Text provided –
As well as overseeing the performance health team, Zara advises on the WELL certification which requires regular staff trainings, repeated quality testing, and ongoing data reporting, as well as recertification every three years.
“It’s not a box we can tick and forget about, it’s an ongoing commitment that needs to be upheld,” Zara says.
And will it make a difference?
“Absolutely. I think it already has,” she says. “The WELL concepts have been embedded into the design right from the beginning so the building is built this way not just to look attractive or to be architecturally innovative. All those concepts of natural light, water and air quality and the connection to nature have been planned the whole way through and I think they’re almost intangible, and yet it makes a different to the environment and how you feel working here and visiting.
“Then there’s all the aspects of WELL that aren’t the built environment; it’s in the programs we run –the educational commitments to our staff on health and wellbeing, and the support we offer, and our community programs like Dance for Parkinson’s, Ballet for Brain Injury, and the Ballet for Seniors, Yoga and Pilates classes. And all of this will be increasing steadily, tailored to people’s needs.”
Meditation classes and even a dog-friendly office policy have been trialled successfully, while targeted workshops for topics like nutrition will continue regularly.
“It’s a tricky thing to try and satisfy everyone because every individual is different, but I think the more input and ideas we get, the more successful it will be,” Zara says.
“We could have renovated the Thomas Dixon Centre without the WELL considerations and goals and it would have been a less expensive project. But a lot of those concepts, we had already been working towards and so the WELL requirements help us with detailed guidelines about how to make it happen. We genuinely want to improve health and wellbeing across QB and those who engage with us. If people feel well, happy and healthy, they’ll be more productive, fulfilled and creative.”
One year since the move to the Thomas Dixon Centre, Zara says it’s often the little things that have given her personal satisfaction.
“I was involved in the early planning stage with the architects, and for the first couple of months after we moved in I would look out through the glass windows of the Physio treatment space and into the gym with its beautiful natural light and exposed brickwork and just think, this is exactly how I envisioned it,” she recalls.
“To see the Company enjoy it, and to see that it works functionally and well – that’s very satisfying.”

Records in a dataset –
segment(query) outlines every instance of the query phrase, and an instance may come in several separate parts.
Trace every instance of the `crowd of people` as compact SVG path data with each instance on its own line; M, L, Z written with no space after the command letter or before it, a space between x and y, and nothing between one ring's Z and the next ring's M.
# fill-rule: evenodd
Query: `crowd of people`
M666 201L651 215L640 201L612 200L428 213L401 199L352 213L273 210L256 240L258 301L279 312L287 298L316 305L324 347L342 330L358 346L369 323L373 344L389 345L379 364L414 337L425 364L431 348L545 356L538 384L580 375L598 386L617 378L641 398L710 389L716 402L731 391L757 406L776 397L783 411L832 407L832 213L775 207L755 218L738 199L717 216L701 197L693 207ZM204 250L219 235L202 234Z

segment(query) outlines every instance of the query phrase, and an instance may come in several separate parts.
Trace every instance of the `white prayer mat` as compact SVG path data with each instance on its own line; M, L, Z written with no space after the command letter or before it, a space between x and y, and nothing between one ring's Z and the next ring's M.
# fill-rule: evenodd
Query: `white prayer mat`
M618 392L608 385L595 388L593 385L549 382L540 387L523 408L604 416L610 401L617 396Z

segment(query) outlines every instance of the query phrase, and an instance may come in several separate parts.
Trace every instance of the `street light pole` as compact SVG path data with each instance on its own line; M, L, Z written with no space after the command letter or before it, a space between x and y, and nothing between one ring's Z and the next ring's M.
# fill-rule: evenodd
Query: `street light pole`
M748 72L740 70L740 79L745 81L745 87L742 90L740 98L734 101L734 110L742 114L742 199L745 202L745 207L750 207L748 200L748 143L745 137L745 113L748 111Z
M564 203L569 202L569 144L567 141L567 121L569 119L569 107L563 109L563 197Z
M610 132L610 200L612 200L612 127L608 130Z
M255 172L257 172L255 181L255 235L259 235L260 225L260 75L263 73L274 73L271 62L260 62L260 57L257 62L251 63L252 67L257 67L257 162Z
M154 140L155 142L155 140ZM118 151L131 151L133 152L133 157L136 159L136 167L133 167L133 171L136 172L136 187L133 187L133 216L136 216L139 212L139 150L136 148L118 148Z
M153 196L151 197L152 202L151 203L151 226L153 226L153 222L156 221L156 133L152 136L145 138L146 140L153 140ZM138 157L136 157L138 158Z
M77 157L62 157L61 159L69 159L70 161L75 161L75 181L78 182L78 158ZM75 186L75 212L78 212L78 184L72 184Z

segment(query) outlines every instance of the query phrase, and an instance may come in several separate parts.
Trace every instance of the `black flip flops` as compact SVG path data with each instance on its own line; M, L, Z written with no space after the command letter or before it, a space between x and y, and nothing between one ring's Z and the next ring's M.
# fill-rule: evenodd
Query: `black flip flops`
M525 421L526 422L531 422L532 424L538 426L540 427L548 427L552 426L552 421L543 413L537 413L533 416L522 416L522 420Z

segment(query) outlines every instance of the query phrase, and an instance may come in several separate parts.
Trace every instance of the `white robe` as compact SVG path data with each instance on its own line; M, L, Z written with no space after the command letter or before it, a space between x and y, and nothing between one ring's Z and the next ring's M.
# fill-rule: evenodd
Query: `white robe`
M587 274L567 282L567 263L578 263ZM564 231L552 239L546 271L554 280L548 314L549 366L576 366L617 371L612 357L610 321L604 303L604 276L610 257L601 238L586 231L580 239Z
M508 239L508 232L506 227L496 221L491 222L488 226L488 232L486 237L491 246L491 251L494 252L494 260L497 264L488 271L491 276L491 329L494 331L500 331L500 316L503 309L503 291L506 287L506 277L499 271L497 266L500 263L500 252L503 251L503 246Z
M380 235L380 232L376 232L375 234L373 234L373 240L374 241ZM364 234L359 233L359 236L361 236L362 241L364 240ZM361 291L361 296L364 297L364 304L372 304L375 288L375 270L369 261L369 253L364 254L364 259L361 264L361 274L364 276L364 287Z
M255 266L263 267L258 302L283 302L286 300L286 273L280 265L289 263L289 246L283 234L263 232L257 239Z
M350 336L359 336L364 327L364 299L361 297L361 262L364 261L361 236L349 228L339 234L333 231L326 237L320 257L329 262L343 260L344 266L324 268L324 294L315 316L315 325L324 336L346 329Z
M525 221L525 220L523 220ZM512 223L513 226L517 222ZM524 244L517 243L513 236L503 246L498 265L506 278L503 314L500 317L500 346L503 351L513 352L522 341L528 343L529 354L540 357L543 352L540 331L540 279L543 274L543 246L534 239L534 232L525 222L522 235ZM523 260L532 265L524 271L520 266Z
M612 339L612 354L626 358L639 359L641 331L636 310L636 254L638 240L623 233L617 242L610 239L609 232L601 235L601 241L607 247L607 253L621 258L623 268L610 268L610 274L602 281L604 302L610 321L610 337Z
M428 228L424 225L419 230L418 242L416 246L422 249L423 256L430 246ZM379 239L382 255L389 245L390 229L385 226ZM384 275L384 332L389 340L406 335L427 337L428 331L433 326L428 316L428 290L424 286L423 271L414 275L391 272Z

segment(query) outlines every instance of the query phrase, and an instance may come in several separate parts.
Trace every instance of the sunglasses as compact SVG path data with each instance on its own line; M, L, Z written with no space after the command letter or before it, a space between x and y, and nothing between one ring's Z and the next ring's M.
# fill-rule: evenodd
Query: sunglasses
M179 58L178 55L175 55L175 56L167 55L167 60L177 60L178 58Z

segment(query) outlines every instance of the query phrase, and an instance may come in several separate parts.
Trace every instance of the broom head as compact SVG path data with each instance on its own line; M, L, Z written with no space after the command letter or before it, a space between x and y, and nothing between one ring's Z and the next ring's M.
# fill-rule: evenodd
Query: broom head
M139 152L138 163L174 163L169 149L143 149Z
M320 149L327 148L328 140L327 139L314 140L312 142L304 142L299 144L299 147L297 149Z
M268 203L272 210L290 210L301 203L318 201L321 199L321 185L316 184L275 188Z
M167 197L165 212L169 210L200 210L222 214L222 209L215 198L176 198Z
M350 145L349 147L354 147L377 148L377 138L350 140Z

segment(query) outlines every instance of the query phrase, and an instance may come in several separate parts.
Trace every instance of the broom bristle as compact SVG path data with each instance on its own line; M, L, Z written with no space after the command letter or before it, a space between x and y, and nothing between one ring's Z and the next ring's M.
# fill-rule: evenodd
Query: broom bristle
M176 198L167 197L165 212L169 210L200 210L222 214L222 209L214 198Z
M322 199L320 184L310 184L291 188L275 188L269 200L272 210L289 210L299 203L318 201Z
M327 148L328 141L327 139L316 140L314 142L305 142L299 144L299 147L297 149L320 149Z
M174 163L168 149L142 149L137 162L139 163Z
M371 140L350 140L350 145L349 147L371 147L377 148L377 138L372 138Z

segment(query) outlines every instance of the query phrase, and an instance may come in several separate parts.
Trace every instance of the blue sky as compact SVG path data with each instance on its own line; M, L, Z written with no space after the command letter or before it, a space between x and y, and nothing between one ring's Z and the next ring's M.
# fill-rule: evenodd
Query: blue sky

What to work on – Using the excerpt about the Thomas Dixon Centre, state whether each statement agrees with it: (a) WELL certification requires recertification every three years; (b) renovating the Thomas Dixon Centre without the WELL considerations would have been more expensive; (c) a dog-friendly office policy has been trialled successfully. Answer yes or no for each, quoting the deciding words.

Response area –
(a) Yes: "as well as recertification every three years."
(b) No: "it would have been a less expensive project."
(c) Yes: "Meditation classes and even a dog-friendly office policy have been trialled successfully"